§ **Supplied text**
══════════

Sun, Feb 19, 2017 - Page 14 News List


Staff writer, with agencies


Chair forged seals: TPPC

Taiwan Pulp and Paper Corp (TPPC, 台灣紙業) chairman Chien Hung-wen (簡鴻文) has been accused of forging company seals, according to TPPC’s filing with the Taiwan Stock Exchange on Friday. The filing said Chien submitted an application to the Ministry of Economic Affairs’ Department of Commerce to replace original company seals with new ones, believed to be fake. TPPC said it is seeking an administrative remedy for the accusation to ensure shareholders’ interests. Chien denied the allegation, saying that he had to file an application for new company seals as TPPC officials refused to provide him with original ones. He said the process of seal changes was completely legal.


Fraud reports hit new high

Credit card fraud reported in Taiwan hit a record-high last year, according to statistics released by the National Credit Card Center yesterday. Last year, credit card fraud totaled NT$1.3 billion (US$42.24 million) in Taiwan, more than triple the NT$328 million recorded in 2013, the center said. Eighty-nine percent of that — NT$1.16 billion — involved online transactions, a sharp increase from NT$268 million in 2013, the center said. The center also discovered that 95 percent of the fraudulent online transactions occurred overseas, which it attributed to the popularity of shopping on overseas Web sites.


Chinese bank to pay fine

Italian media outlets reported that the Bank of China (中國銀行) has agreed to pay a fine of 600,000 euros (US$636,870), as part of a plea deal in a 4.5 billion euro money laundering probe. ANSA reported that at a preliminary hearing on Friday four bank officials were convicted of money laundering, while a charge of employing Mafia methods was dropped. The judge sentenced the bank officials to a two-year suspended sentence and ordered the seizure of 980,000 euros, equal to what prosecutors said were the bank’s profits in the scheme.


Citigroup cuts CEO’s pay

Citigroup Inc’s board of directors is paying chief executive officer Michael Corbat US$15.5 million for last year, down from the US$16.5 million pay packet he received in 2015. The board on Friday said that in addition to his US$1.5 million base salary, Corbat is to receive US$4.2 million in cash and US$9.8 million in stock awards. The board said the package reflects Corbat’s work to shrink and restructure Citi following the financial crisis. Citigroup almost entirely wound down Citi Holdings last year, which is the “bad bank” part of Citigroup where the company housed all of the toxic assets.


Fannie Mae profits double

Fannie Mae on Friday said that it would pay the US Department of the Treasury a US$5.5 billion dividend next month after its profit doubled in its latest quarter. The government-controlled mortgage company has already paid the treasury US$154.4 billion in dividends since receiving US$116.1 billion in government bailouts between 2008 and 2011. Fannie Mae’s sibling Freddie Mac, which was also rescued by the government during the recession, on Thursday said that it would pay the treasury a US$4.5 billion dividend next month after its profits soared.

══════════

Reproduce the part of the news roundup that opens with the words containing "Chair forged seals: TPPC" and closes with "was completely legal.", putting "stamps" wherever "seals" stands.

Dataset items:
══════════

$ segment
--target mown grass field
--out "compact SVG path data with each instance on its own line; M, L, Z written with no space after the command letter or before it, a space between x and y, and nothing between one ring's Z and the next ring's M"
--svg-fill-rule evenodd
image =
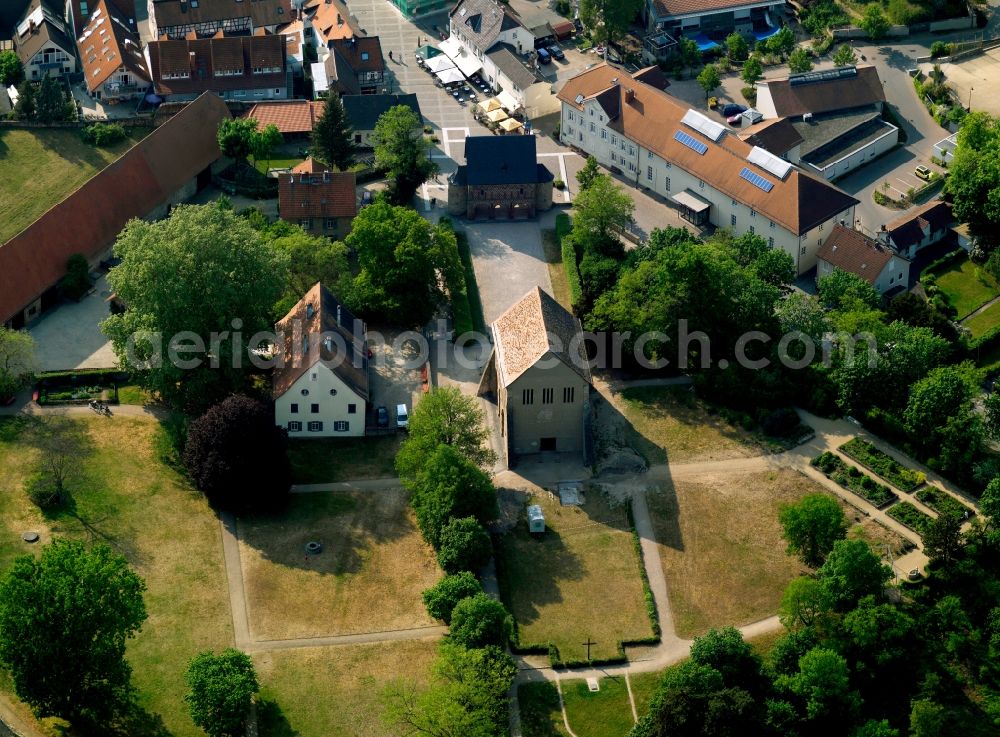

══════════

§ **Response**
Chair forged stamps: TPPC

Taiwan Pulp and Paper Corp (TPPC, 台灣紙業) chairman Chien Hung-wen (簡鴻文) has been accused of forging company stamps, according to TPPC’s filing with the Taiwan Stock Exchange on Friday. The filing said Chien submitted an application to the Ministry of Economic Affairs’ Department of Commerce to replace original company stamps with new ones, believed to be fake. TPPC said it is seeking an administrative remedy for the accusation to ensure shareholders’ interests. Chien denied the allegation, saying that he had to file an application for new company stamps as TPPC officials refused to provide him with original ones. He said the process of seal changes was completely legal.